### [Problem]
After locating the line that contains "If you could spot the shrub" in the following entries, reproduce it and each later line exactly, including the last.

======== Study material

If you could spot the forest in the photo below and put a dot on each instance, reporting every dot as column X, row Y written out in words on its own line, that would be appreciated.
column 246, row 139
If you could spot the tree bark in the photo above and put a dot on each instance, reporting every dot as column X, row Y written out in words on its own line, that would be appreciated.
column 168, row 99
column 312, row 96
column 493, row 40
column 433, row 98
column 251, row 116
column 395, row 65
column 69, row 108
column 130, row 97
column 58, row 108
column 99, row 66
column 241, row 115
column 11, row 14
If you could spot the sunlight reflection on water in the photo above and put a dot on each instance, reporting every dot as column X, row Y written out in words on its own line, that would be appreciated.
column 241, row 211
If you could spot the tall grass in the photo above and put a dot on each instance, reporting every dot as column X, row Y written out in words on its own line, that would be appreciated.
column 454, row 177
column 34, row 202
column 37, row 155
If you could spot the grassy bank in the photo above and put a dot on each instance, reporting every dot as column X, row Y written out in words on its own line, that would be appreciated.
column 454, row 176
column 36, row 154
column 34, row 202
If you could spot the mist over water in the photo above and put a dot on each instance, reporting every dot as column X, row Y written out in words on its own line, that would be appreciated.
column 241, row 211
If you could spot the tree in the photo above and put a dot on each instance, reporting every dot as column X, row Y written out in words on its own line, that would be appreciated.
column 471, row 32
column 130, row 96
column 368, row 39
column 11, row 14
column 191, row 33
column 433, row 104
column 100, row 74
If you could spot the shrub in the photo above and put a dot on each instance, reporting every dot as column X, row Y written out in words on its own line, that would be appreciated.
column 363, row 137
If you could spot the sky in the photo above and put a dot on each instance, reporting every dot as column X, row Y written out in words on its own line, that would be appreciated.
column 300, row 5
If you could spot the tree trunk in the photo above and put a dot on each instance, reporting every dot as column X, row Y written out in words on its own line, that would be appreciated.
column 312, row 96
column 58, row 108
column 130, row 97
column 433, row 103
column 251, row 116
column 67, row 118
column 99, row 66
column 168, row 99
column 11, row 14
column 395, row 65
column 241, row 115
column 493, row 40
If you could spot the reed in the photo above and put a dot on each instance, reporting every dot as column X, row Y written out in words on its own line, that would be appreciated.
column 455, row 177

================

### [Solution to this exercise]
If you could spot the shrub in the photo above and put a dot on each instance, reporting every dot as column X, row Y written out in words on its own line, that would be appreciated.
column 363, row 137
If you could spot the sky in the photo above and put a dot on each instance, reporting every dot as column X, row Y written out in words on its own line, that would be appreciated.
column 300, row 5
If you could spot the tree trunk in the photo above and put a dot on each instance, reporting every dot as column X, row Y written out in words on its own line, that would be appreciated.
column 312, row 96
column 58, row 108
column 130, row 97
column 433, row 103
column 251, row 116
column 67, row 118
column 99, row 66
column 168, row 99
column 11, row 14
column 395, row 65
column 241, row 115
column 493, row 40
If you could spot the reed in the photo above and put a dot on each instance, reporting every dot as column X, row Y written out in words on its own line, that would be appreciated.
column 455, row 177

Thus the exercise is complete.